TESTO FORNITO.
Dovere dell’intelligenza
“Studi Cattolici”, mensile di studi e attualità, diretto incessantemente da Cesare Cavalleri, nel numero di luglio-agosto del suo anno 60°, ha proposto ai lettori un inedito quasi testamentario di Emanuele Samek Ludovici sulle regole “per educarsi all’intelligenza”. È la trascrizione dell’ultima conferenza pubblica che il trentottenne pensatore svolse poche settimane prima dell’incidente stradale del 17 aprile 1981 per cui finì in sala chirurgica morendovi il 5 maggio.
Chi ne ha letto almeno il saggio “Metamorfosi della gnosi” sa quale filosofo perdette il mondo. Certo Augusto Del Noce e Vittorio Mathieu ne furono consapevoli.
C’è qualcuno che non desidera essere intelligente? C’è qualcuno che non ritiene di essere intelligente? E non si ambisce tutti d’esserlo di più? Ben vengano regole per propiziare l’intelligenza: se non altro possono almeno placcare le sortite della nostra stupidità di cui ci informa con abbondanza di “scienzaggini” Piergiorgio Odifreddi.
Samek Ludovici offre 13 regole osservando che servono in particolare alle donne cui accade che siano succube di “un’immagine che non le aiuta a interpretarsi come esseri intelligenti” quando invece “lo sono quanto gli uomini se non qualche volta di più”. Le compendio con minime integrazioni.
- 1. Prima di tutto ricordiamoci che l’intelligenza è un dovere, non è facoltativa. “Meglio un infelice intelligente che un uomo felice ma idiota, ingannato.”
- 2. Educhiamo noi stessi e gli altri a un linguaggio significativo. Chi non dispone di parole non ha le cose. “La perdita delle nostre capacità di significare attraverso il nostro linguaggio nel mondo è una perdita del mondo.” Per questo motivo Samek Ludovici si sofferma a smascherare la stupidità linguistica del turpiloquio e a stigmatizzare la miseria linguistica di molti ragazzi.
- 3. Bisogna avere uno stile. Nel teatro dell’esistenza non conta tanto il ruolo che abbiamo quanto “come” lo recitiamo. Importa che lo interpretiamo “come Dio vuole che lo facciamo”. Plotino sosteneva questo in uno dei suoi trattati sulla Provvidenza. Un buon antidoto alla competitività che ci avvelena.
- 4. Occorre sorvegliare la fantasia negativa, quel fantasticare che è fuga dalla vita, dalle persone dalla parte e dal luogo che ci sono assegnati. “Madame Bovary” di Flaubert presenta un’analisi classica di simile deriva. Un autore spirituale la chiama la “mistica del magari”. È importante “escludere il fantasticare, accettare la nostra esistenza come un destino, accettare le opere da compiere, le persone che amiamo, quelle che ci stanno intorno, perché a loro dobbiamo rendere la nostra esistenza. Il controllo della fantasia ci dà il senso della realtà […] perché è andando contro l’ostacolo che divento grande perché faccio lo sforzo di superarlo.”

BREVE ESERCIZIO. Riporti in versione aggiornata il passo del testo sul dovere dell'intelligenza che va da "Dovere dell’intelligenza" fino a "ne furono consapevoli.", sostituendo "mensile" con "periodico".

DATI MOSTRATI.
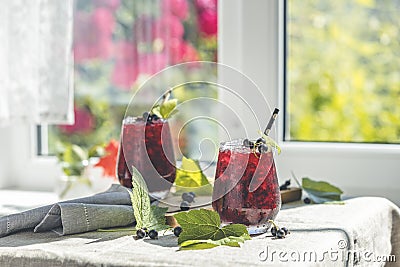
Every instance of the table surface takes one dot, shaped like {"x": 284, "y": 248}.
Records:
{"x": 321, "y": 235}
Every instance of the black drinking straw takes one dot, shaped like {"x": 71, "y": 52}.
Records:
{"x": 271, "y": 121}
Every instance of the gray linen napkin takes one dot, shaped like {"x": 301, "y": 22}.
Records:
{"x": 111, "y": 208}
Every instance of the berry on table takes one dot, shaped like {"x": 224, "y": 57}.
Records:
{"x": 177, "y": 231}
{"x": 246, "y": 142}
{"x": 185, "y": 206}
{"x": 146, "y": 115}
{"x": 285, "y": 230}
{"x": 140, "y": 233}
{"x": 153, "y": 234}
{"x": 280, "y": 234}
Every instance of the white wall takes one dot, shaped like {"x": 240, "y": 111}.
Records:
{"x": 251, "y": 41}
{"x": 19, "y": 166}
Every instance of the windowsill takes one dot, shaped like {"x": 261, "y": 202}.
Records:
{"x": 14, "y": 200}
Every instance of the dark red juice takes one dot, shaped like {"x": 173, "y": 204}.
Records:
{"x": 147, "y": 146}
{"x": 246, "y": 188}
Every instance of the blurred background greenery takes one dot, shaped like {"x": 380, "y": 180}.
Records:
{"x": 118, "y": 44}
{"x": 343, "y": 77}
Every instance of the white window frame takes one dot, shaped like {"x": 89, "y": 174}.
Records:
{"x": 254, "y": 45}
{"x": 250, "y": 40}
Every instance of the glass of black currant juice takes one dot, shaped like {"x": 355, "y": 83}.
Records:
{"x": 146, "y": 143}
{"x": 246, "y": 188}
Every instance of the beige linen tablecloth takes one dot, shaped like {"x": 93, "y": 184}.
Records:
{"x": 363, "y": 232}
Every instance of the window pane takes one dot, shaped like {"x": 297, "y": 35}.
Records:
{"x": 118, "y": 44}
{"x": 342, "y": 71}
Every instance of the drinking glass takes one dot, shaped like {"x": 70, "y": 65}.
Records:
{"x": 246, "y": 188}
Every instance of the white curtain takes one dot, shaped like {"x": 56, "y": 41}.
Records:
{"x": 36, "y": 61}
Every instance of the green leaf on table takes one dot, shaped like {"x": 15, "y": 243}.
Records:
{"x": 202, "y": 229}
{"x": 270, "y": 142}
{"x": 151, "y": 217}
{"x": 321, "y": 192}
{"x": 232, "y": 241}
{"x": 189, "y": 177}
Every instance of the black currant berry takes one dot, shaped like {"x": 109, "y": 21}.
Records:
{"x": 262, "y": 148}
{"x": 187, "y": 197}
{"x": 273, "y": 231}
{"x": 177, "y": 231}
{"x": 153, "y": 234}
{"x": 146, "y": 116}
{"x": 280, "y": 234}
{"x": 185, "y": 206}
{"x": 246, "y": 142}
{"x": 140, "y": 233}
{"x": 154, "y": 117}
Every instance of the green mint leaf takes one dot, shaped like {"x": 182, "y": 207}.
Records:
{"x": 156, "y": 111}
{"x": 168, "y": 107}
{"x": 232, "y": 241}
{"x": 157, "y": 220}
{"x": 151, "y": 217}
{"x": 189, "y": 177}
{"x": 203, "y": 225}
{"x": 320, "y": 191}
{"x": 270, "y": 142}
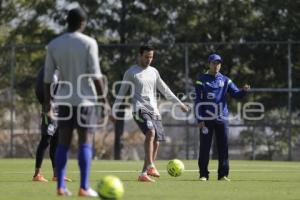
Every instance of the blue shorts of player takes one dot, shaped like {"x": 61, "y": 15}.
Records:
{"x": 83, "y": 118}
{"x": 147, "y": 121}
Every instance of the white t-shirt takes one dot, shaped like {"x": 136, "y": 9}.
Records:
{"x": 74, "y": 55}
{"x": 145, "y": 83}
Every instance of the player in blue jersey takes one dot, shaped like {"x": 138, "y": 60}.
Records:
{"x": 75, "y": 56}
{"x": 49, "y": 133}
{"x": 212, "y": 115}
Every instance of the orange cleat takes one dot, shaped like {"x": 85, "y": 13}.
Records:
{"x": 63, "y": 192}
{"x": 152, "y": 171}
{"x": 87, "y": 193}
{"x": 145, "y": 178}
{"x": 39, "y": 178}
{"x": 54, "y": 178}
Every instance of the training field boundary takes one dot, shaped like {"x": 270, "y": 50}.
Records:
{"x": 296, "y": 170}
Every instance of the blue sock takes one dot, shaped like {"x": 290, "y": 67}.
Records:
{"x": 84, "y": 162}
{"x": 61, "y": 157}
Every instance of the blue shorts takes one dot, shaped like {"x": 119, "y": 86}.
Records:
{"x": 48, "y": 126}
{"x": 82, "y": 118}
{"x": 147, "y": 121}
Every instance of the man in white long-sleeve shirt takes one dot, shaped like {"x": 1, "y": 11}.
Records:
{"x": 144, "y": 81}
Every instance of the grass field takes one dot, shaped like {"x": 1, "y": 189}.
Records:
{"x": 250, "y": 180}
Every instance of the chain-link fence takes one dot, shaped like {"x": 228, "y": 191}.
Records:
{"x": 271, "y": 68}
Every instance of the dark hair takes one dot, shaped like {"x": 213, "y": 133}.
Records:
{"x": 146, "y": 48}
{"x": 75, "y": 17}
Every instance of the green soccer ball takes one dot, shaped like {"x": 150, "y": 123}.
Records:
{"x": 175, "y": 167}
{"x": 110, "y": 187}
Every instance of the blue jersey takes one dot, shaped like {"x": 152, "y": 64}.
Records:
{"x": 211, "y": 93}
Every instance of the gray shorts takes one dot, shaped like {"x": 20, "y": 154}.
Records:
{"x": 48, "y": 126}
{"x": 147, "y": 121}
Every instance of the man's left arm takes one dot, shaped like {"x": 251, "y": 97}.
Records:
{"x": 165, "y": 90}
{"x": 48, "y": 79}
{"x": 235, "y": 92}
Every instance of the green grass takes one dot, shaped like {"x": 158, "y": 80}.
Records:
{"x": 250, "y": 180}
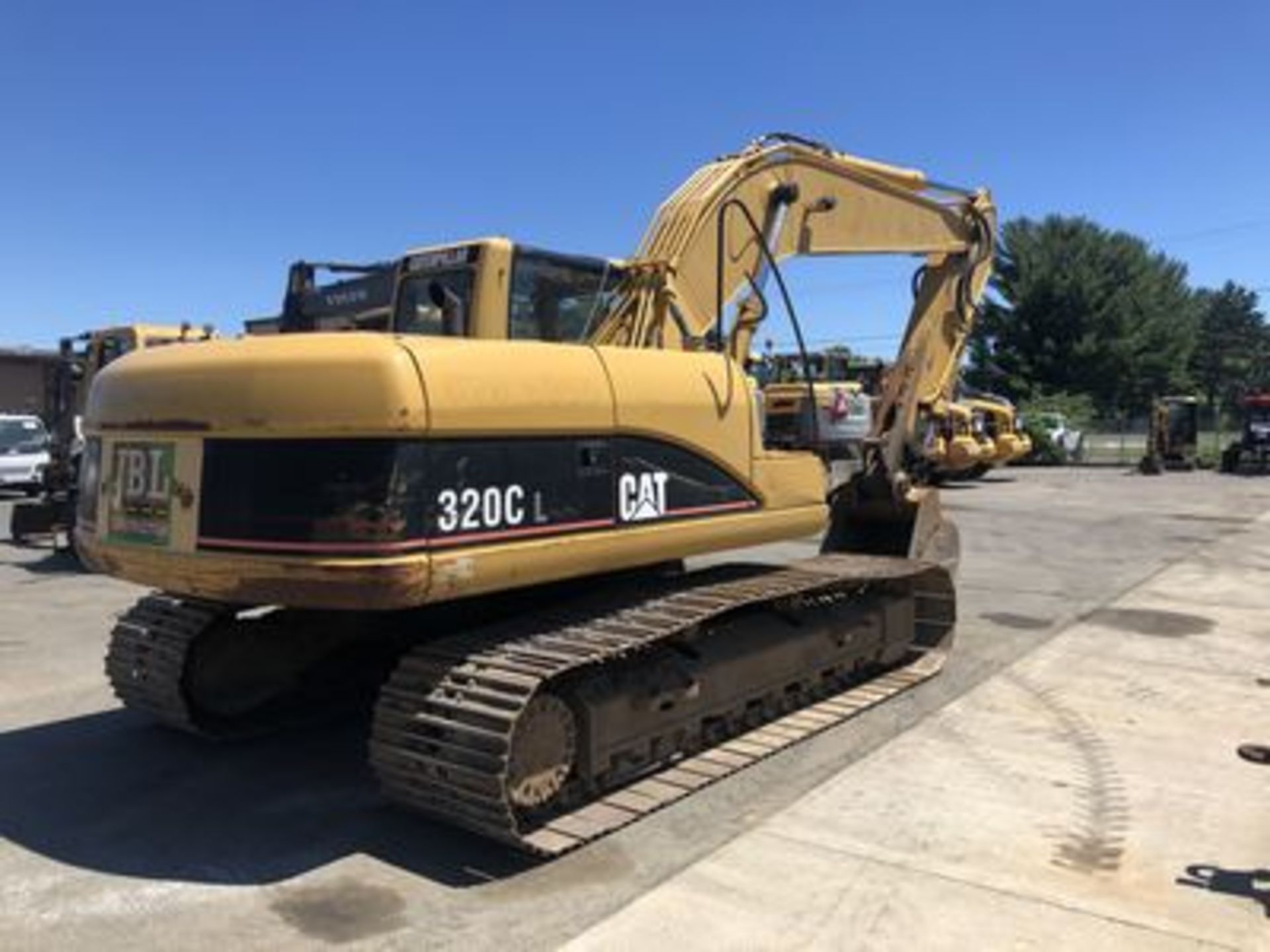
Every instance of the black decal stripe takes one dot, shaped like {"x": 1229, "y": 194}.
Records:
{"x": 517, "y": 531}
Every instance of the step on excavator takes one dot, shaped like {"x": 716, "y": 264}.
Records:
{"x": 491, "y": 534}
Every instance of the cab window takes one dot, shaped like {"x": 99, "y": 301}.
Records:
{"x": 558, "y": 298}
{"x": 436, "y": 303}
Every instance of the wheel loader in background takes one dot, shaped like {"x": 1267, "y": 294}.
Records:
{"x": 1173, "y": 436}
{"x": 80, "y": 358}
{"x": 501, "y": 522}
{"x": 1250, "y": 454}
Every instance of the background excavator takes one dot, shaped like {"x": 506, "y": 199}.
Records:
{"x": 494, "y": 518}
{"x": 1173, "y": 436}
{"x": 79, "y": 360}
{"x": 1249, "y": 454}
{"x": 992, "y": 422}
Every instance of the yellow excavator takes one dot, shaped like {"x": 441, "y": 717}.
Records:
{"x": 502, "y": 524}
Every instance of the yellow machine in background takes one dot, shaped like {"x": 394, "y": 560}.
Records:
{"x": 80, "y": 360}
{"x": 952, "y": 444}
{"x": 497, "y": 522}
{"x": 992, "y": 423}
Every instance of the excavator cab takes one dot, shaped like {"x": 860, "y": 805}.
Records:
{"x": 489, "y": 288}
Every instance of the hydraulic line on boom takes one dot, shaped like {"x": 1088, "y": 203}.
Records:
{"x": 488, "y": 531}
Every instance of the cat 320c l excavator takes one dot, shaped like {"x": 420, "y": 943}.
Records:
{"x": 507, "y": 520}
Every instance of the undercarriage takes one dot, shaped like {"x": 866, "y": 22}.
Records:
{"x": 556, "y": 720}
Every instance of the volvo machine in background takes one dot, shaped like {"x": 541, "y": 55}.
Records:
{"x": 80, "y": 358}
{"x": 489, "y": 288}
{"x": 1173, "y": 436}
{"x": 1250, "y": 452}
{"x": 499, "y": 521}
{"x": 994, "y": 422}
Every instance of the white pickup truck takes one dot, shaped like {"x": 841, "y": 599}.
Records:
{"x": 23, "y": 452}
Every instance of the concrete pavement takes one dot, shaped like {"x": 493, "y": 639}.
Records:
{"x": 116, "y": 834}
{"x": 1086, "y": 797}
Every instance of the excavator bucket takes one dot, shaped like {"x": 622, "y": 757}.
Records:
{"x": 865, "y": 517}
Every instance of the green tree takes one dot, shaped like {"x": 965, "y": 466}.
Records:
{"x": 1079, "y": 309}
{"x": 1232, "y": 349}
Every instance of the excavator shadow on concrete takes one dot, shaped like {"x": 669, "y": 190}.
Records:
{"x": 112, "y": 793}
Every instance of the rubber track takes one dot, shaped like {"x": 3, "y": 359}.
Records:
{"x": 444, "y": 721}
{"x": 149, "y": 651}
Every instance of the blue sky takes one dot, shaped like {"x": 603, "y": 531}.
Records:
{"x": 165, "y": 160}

ESITO DEL COMPITO.
Dovere dell’intelligenza
“Studi Cattolici”, periodico di studi e attualità, diretto incessantemente da Cesare Cavalleri, nel numero di luglio-agosto del suo anno 60°, ha proposto ai lettori un inedito quasi testamentario di Emanuele Samek Ludovici sulle regole “per educarsi all’intelligenza”. È la trascrizione dell’ultima conferenza pubblica che il trentottenne pensatore svolse poche settimane prima dell’incidente stradale del 17 aprile 1981 per cui finì in sala chirurgica morendovi il 5 maggio.
Chi ne ha letto almeno il saggio “Metamorfosi della gnosi” sa quale filosofo perdette il mondo. Certo Augusto Del Noce e Vittorio Mathieu ne furono consapevoli.